Data under study: Begin

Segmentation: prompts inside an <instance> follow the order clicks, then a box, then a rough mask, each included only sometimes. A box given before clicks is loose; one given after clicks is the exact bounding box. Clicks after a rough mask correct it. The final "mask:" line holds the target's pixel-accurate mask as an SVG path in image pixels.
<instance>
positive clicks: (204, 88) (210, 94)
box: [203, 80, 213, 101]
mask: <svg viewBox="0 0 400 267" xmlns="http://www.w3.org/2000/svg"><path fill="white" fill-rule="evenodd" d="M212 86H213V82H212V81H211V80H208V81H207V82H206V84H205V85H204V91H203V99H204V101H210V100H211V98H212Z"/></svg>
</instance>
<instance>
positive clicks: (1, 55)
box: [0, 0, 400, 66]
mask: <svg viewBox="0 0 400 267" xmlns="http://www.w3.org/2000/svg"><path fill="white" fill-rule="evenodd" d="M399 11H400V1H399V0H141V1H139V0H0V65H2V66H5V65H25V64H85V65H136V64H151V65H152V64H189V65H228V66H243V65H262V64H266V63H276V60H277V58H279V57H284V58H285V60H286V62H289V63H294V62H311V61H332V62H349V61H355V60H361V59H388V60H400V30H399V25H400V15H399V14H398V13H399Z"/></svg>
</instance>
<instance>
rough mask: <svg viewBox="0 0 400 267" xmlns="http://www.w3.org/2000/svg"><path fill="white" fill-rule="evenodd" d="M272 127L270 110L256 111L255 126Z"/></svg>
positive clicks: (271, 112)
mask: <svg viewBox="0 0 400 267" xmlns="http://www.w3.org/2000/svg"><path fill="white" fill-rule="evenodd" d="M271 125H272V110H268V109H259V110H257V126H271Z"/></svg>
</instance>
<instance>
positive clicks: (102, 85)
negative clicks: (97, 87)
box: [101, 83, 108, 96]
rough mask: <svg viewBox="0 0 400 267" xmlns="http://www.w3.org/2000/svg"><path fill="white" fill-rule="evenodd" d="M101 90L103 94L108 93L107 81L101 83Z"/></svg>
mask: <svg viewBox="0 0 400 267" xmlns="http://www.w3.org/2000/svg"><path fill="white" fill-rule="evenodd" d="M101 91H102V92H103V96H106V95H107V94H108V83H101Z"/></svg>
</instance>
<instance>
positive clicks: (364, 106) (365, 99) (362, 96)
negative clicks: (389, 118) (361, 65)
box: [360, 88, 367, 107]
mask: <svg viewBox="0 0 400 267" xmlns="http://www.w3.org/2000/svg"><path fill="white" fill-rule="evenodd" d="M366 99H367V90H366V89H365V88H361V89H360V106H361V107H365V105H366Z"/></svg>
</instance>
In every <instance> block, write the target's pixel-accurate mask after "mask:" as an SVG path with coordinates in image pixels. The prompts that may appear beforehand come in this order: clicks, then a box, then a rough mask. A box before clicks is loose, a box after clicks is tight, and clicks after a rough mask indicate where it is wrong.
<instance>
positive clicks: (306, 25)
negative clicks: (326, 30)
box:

Data under study: End

* [Problem statement] Locate the lines above that hold the word "accurate". Show every one of them.

* [Exercise solution]
Segmentation: prompts inside an <instance> follow the order clicks, then a box, then a rough mask, each included only sometimes. A box given before clicks is loose; one given after clicks is the exact bounding box. Clicks after a rough mask correct it. The final "mask:" line holds the target's pixel-accurate mask as an SVG path in image pixels.
In every <instance> block, write the target's pixel-accurate mask after "mask:" as an SVG path with coordinates in image pixels. The prompts that may appear beforehand come in this order: clicks, then a box, then a rough mask. A box before clicks is loose, a box after clicks is tight, and clicks after a rough mask indicate where it is wrong.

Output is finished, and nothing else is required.